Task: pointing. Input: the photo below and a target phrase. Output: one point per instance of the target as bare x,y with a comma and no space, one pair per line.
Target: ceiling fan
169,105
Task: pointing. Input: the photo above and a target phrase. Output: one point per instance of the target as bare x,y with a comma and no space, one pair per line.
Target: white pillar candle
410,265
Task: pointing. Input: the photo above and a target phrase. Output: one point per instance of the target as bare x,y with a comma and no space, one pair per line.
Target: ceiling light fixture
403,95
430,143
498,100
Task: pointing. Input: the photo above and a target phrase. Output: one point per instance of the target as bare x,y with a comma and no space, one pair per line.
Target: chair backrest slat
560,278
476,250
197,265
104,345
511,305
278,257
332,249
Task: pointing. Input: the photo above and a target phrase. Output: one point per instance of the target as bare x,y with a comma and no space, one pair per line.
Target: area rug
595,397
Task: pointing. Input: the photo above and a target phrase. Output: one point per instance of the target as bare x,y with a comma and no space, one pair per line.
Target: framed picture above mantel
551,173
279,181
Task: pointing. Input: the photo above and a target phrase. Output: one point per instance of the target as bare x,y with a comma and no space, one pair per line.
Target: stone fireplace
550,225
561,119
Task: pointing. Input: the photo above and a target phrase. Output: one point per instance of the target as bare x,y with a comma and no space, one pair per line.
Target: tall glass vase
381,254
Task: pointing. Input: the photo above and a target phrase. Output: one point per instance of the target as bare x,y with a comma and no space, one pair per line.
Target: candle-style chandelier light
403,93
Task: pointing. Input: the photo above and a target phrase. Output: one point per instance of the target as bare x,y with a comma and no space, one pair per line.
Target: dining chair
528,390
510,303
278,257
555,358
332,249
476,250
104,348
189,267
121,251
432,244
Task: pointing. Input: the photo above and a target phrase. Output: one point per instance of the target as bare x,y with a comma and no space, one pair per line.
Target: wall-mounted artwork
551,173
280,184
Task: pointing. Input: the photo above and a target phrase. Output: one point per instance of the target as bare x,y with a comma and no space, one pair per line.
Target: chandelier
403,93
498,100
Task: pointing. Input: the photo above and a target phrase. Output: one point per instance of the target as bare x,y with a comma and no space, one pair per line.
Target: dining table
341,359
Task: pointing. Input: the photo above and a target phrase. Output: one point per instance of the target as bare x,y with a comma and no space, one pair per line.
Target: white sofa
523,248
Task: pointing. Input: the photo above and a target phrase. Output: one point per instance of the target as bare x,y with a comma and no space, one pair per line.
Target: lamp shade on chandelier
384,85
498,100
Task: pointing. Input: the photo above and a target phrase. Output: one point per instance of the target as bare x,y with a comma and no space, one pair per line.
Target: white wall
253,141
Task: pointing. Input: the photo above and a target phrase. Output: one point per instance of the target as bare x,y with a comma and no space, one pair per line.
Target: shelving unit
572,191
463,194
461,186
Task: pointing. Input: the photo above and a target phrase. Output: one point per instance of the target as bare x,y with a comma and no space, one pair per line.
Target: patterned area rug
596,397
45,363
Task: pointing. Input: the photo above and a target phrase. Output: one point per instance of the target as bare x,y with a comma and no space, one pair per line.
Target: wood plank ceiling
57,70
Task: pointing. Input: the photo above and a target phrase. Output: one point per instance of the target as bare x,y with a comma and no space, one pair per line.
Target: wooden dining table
-=-=-=-=-
Instructions for the task:
Nothing should be altered. Set down all the data again.

Result of the exercise:
Task: pointing. Input: the photo below and a target phrase. Output: one point per instance of the target as bare x,y with a comma and no space, one pair per line.
Target: ceiling fan
169,105
Task: pointing. Input: the photo above and a target phrase. Output: one point per instance of the target as bare x,y with a comma and no space, one pair per line.
Target: white pillar candle
410,265
Task: pointing. Input: the photo above and a target phrase. Output: one point per instance of the target as bare x,y with a comma and no space, one pair per line.
Target: ceiling light fixture
403,95
430,143
498,100
Task: pointing. Input: the photo above and a target phrase. Output: one point per instance of the target as bare x,y with a comma and no space, one pair per line.
Target: chair backrest slat
560,278
476,250
197,265
104,345
511,305
278,257
332,249
Task: pointing. Input: the photo above and a target phrase. Output: one point per instance of the target as bare x,y with a comma and no space, one pair per line.
Target: area rug
595,397
Task: pointing. Input: the photo above and a target phrase. Output: one point per instance of the target as bare x,y with a comma and no space, one pair per line.
Target: framed picture above mantel
551,173
279,181
Task: pointing. Input: the photo above and a target phrase. Output: one point per instance of the target as bare x,y with a comma and no space, one pair per line.
Target: stone fireplace
550,225
561,119
Task: pointing. Input: the photo above and a target phrase. Output: one point per instance of the target as bare x,y with a comma and no space, one pair per line.
Target: tall glass vase
381,254
Task: pointing. Input: the photo above and a target phrase. Output: one point per instance of the target as bare x,y with a comma and no space, one pair per line.
Target: candle-style chandelier light
403,93
Task: pointing. Input: the photo above and a target phrase. Output: one point per instance of the target as bare x,y with a comma and no space, one pair per line.
Target: dining chair
528,390
510,303
278,257
555,358
332,249
476,250
104,348
189,267
121,251
432,244
Task: pointing. Input: the photo above and a target phrase. Output: one point per instance of the target as bare x,y with a comma and no space, one pair per line.
Target: wall-mounted artwork
551,173
280,184
Task: pointing. Input: the photo above and a target phrase. Output: one point per instance of the target as bare x,y with a comma and no space, one pair per line.
Target: chandelier
403,93
498,100
Task: pointing. Input: the photo above and a target phrase. Output: one point per instance of the target as bare x,y with a comma and no space, one pair per line.
Target: dining table
341,359
Task: pointing. Input: the photo above and a target phrase. Output: one point per instance of the target as bare x,y with a comma and no space, one pair per line.
Target: white sofa
523,248
Task: pointing. Input: the photo above and a target phrase. Output: one point per instance of the target as bare x,y with a comma and no space, one pair per line.
Target: lamp shade on chandelier
384,85
498,100
Task: pointing. Input: the photo above and a target phrase. Output: one point per instance of the target as bare x,y with a comma and no space, one pair per line.
Target: white wall
253,141
Task: pointing. Input: the photo above and a target phrase. Output: one point per instance of the target as bare x,y with a comma and no space, one pair per line.
Target: shelving unit
572,191
463,194
461,186
Task: pointing. Input: the photo above and a target phrase. Output: one point per instance of the target as bare x,y with a comma and no space, one pair per line.
Target: patterned area rug
596,397
45,363
Task: pointing. Input: the photo above and a target phrase. Output: one point per instance of the target as bare x,y with a comma and no space, one pair per line.
Target: wood plank ceiling
57,70
Task: pointing. Input: the photo above and a target phrase. Output: one point per instance of the target as bare x,y with a comma and no space, one pair per line.
Target: wooden dining table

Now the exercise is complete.